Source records
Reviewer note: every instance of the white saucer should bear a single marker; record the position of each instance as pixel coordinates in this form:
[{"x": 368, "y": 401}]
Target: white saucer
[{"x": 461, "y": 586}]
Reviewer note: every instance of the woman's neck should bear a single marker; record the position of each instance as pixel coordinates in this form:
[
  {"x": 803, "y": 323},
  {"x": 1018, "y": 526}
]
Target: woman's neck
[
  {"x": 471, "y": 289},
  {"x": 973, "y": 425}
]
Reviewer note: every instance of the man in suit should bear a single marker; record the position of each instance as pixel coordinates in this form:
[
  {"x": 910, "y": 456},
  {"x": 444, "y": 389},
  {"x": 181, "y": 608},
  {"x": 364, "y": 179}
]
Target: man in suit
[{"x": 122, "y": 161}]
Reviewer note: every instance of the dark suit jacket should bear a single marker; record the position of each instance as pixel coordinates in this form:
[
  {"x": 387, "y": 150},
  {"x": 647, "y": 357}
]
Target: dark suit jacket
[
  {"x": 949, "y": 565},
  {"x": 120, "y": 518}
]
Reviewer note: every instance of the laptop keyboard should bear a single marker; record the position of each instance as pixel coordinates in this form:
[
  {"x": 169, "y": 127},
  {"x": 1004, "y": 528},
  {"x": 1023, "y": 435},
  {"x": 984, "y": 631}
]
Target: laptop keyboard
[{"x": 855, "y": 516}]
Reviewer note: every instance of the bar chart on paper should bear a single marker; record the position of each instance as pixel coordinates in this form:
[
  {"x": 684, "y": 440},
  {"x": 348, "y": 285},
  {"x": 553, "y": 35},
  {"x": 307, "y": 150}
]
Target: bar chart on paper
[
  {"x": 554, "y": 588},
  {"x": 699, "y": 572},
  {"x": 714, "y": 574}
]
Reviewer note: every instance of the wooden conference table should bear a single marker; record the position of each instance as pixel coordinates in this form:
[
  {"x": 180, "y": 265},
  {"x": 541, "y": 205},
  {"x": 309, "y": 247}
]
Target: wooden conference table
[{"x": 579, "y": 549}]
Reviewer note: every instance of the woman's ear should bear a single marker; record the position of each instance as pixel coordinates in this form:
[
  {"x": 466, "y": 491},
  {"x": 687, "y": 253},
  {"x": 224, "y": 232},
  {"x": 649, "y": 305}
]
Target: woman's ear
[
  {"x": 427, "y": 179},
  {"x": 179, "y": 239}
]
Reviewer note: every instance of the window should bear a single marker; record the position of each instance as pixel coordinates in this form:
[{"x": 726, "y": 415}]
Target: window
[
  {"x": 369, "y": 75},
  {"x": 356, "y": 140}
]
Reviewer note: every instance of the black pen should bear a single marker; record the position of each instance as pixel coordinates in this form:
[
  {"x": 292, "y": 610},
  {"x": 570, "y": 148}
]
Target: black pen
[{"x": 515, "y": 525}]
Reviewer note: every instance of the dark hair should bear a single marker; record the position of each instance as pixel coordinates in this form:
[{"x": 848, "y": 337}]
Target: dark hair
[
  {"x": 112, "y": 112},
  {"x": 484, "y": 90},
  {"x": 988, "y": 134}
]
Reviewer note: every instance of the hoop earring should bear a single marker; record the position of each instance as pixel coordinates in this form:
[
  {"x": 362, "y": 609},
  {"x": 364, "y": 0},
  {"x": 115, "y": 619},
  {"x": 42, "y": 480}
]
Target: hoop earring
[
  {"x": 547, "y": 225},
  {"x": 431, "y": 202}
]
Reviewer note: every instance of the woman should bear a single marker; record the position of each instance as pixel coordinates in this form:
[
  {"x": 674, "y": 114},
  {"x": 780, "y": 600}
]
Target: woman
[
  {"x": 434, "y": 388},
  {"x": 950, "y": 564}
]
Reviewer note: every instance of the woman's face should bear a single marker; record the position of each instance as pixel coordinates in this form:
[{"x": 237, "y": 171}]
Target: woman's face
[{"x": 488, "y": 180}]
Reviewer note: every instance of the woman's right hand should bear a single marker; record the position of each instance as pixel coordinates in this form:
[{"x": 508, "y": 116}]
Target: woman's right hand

*Exercise instructions*:
Recast every line of the data above as a JSON list of strings, with one string per line and blank lines omitted.

*Finished exercise*:
[
  "Reviewer note: every instance of the white saucer should bear a single marker; record the position of each instance as pixel coordinates in this form:",
  "[{\"x\": 368, \"y\": 401}]",
  "Target: white saucer",
  "[{\"x\": 461, \"y\": 586}]",
  "Reviewer note: every instance of the woman's neck should bear a single marker; record the position of each instance as pixel coordinates in this form:",
  "[",
  "  {\"x\": 803, \"y\": 323},",
  "  {\"x\": 1018, \"y\": 526}",
  "]",
  "Target: woman's neck",
  "[",
  "  {\"x\": 471, \"y\": 289},",
  "  {\"x\": 973, \"y\": 425}",
  "]",
  "Reviewer note: every instance of the man in suit should bear a single marker; record the position of each instance as pixel coordinates in this form:",
  "[",
  "  {\"x\": 910, \"y\": 456},",
  "  {\"x\": 444, \"y\": 389},",
  "  {\"x\": 181, \"y\": 608},",
  "  {\"x\": 364, \"y\": 179}",
  "]",
  "Target: man in suit",
  "[{\"x\": 122, \"y\": 161}]",
  "Reviewer note: every instance of the dark suit jacket should bear a single marker; record the position of each instance as pixel coordinates in this form:",
  "[",
  "  {\"x\": 387, \"y\": 150},",
  "  {\"x\": 647, \"y\": 357}",
  "]",
  "Target: dark suit jacket",
  "[",
  "  {\"x\": 949, \"y\": 565},",
  "  {\"x\": 120, \"y\": 518}",
  "]",
  "Reviewer note: every instance of the laptop keyboard should bear a single marker; record the position of each instance as pixel coordinates in this form:",
  "[",
  "  {\"x\": 169, \"y\": 127},",
  "  {\"x\": 1004, \"y\": 528},",
  "  {\"x\": 1023, \"y\": 435},",
  "  {\"x\": 984, \"y\": 631}",
  "]",
  "Target: laptop keyboard",
  "[{\"x\": 855, \"y\": 516}]",
  "Reviewer note: every instance of the bar chart on paper should bear a single marker; record the position of each instance as pixel coordinates in this form:",
  "[",
  "  {\"x\": 684, \"y\": 440},",
  "  {\"x\": 348, \"y\": 285},",
  "  {\"x\": 553, \"y\": 35},",
  "  {\"x\": 307, \"y\": 150}",
  "]",
  "Target: bar chart on paper",
  "[",
  "  {\"x\": 554, \"y\": 588},",
  "  {\"x\": 699, \"y\": 572},",
  "  {\"x\": 714, \"y\": 574}",
  "]",
  "Reviewer note: every instance of the wooden conference table should bear a single marker; record the position of each instance as pixel coordinates in this form:",
  "[",
  "  {\"x\": 180, \"y\": 265},",
  "  {\"x\": 541, \"y\": 205},",
  "  {\"x\": 309, \"y\": 247}",
  "]",
  "Target: wooden conference table",
  "[{\"x\": 579, \"y\": 549}]",
  "Reviewer note: every instance of the woman's ear should bear a single marker; record the position of each instance as pixel coordinates in this form:",
  "[",
  "  {\"x\": 466, \"y\": 491},",
  "  {\"x\": 687, \"y\": 253},",
  "  {\"x\": 224, \"y\": 232},",
  "  {\"x\": 649, \"y\": 305}",
  "]",
  "Target: woman's ear",
  "[",
  "  {\"x\": 427, \"y\": 179},",
  "  {\"x\": 179, \"y\": 239}",
  "]",
  "Reviewer note: every instance of the window should bear a single marker; record the position of each instance as pixel coordinates in this form:",
  "[{\"x\": 726, \"y\": 415}]",
  "Target: window",
  "[",
  "  {\"x\": 369, \"y\": 75},",
  "  {\"x\": 356, \"y\": 140}",
  "]",
  "Reviewer note: every instance of the black pen should bear a single marker; record the position of each instance as pixel coordinates in this form:",
  "[",
  "  {\"x\": 292, \"y\": 610},",
  "  {\"x\": 570, \"y\": 148}",
  "]",
  "Target: black pen",
  "[{\"x\": 515, \"y\": 525}]",
  "Reviewer note: every instance of the dark hair should bear a single marker; record the position of each instance as pixel coordinates in this form:",
  "[{\"x\": 848, \"y\": 337}]",
  "Target: dark hair",
  "[",
  "  {\"x\": 112, \"y\": 112},",
  "  {\"x\": 484, \"y\": 90},",
  "  {\"x\": 988, \"y\": 134}",
  "]",
  "Reviewer note: every instance of the hoop earring should bear a single marker; record the position of each instance as pixel coordinates in this form:",
  "[",
  "  {\"x\": 362, \"y\": 609},",
  "  {\"x\": 364, \"y\": 0},",
  "  {\"x\": 115, \"y\": 619},",
  "  {\"x\": 42, \"y\": 480}",
  "]",
  "Target: hoop earring",
  "[",
  "  {\"x\": 547, \"y\": 225},",
  "  {\"x\": 431, \"y\": 202}",
  "]",
  "Reviewer note: every instance of the woman should bear a single marker; record the position of each instance as pixel coordinates in this form:",
  "[",
  "  {\"x\": 674, \"y\": 114},",
  "  {\"x\": 780, \"y\": 600}",
  "]",
  "Target: woman",
  "[",
  "  {\"x\": 434, \"y\": 388},",
  "  {\"x\": 950, \"y\": 564}",
  "]",
  "Reviewer note: every instance of the woman's face should bear a single marker; record the position of each instance as pixel coordinates in this form:",
  "[{\"x\": 237, \"y\": 171}]",
  "Target: woman's face",
  "[{\"x\": 488, \"y\": 180}]",
  "Reviewer note: every instance of the woman's right hand should bear a single marker; record the position of each instance as pixel coordinates in this form:",
  "[{\"x\": 508, \"y\": 116}]",
  "Target: woman's right hand"
]